**QUESTIONS TO ANSWER:**
(A) In the post on ChatGPT and search engines, on what date did Alphabet announce Bard?
(B) What are all the calendar dates (month and day) in the post on ChatGPT and search engines?

*** EXCERPT TO READ Section Begins ***

On November 30, 2022, Open AI released its chatbot ChatGPT . Many users were immediately thrilled because of the bot’s unprecedented quality, some firms saw strategic opportunities: on January 23, 2023, Microsoft announced a deepening of their partnership with OpenAI, ChatGPT’s developer  and confirmed a U$10bn investment soon after .
While the chatbot has many (potential) applications, an obvious one is to use it in search engines, in order to improve the quality of search results. Alphabet, the owner of the leading search engine, Google, had the same thought: they reacted on February 6 by announcing Bard, “a conversational AI similar to ChatGPT” . Microsoft reacted immediately and confirmed on February 7 that they are actually planning to add ChatGPT’s functionality to their own search engine, Bing .
So much for the empirics until today. Naturally, many companies, investors, decision makers in politics and society, and a zillion users are asking themselves what will happen now . The scene looks like a clash of titans. But is it really?
While I cannot comment on the many other battlefields the two chatbots will compete on, for the (economically and societally highly relevant) search engine market (and related “data-driven markets”) we have a scientific theory, at least. The idea and mechanism of “Competing with Big Data” (joint work with Christoph Schottmueller) is described in earlier blog posts and was published as an academic journal article in 2021.

*** EXCERPT TO READ Section Ends ***
*** PROVIDED DATA Section Begins ***

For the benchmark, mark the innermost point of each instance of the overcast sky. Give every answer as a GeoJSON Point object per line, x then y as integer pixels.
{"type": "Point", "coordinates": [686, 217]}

*** PROVIDED DATA Section Ends ***

**SOLUTIONS FOR EACH TASK:**
(A) February 6

(B)
November 30, 2022
January 23, 2023
February 6
February 7